▸ 文書抜粋
■EBMについて:「エビデンスに基づく医療」と「事実に基づく経営」

    

1 医療の原則である「Evidence-Based Medicine」

ドクターとお話すると、エビデンスという言葉が出てくることがよくあります。現在の医療の原則はエビデンスに基づく医療(Evidence-Based Medicine)ですから、当然かもしれません。しかしEBMが提唱されたのは1990年代のことですから、比較的最近のことです。

英語版のウィキペディアなどのWEB情報によると、カナダの医師であるゴードン・ヘンリー・ガイアット(G.H.Guyatt)教授が1991年にEBMを提唱したとあります。日本では1990年代半ばに導入されたとのこと。実際に、どこまで普及したかは微妙なところです。

▸ 課題一覧
• a. EBMに関する文書抜粋をもとに、次の問いに答えてください。
(i) 現在の医療の原則は何とされていますか。
(ii) EBMが提唱されたのは何年ですか。
(iii) 日本にEBMが導入されたのはいつ頃ですか。
• b. EBMに関する文書抜粋では、ドクターとの会話でエビデンスという言葉がよく出てくる理由をどう説明していますか。1〜3文で述べてください。
この資料は解答には使用しません。

▸ 資料部分
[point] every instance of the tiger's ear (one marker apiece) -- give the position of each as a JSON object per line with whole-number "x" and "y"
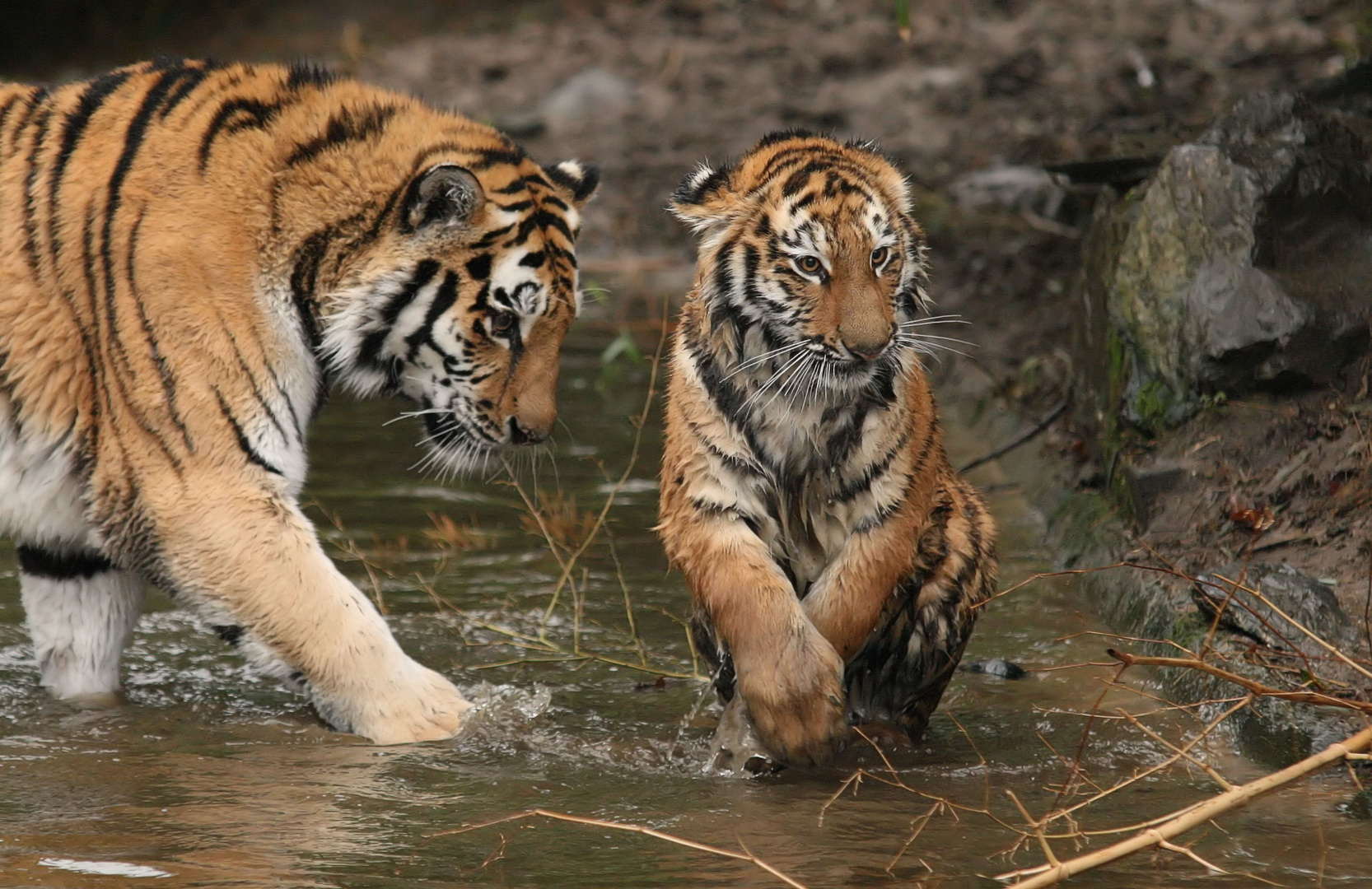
{"x": 576, "y": 177}
{"x": 442, "y": 197}
{"x": 706, "y": 198}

▸ 解答
• a.
(i) エビデンスに基づく医療(Evidence-Based Medicine)
(ii) 1991年
(iii) 1990年代半ば

• b. 現在の医療の原則がエビデンスに基づく医療(EBM)であるためです。そのため、ドクターとの会話でこの言葉が出てくるのは当然かもしれないと述べています。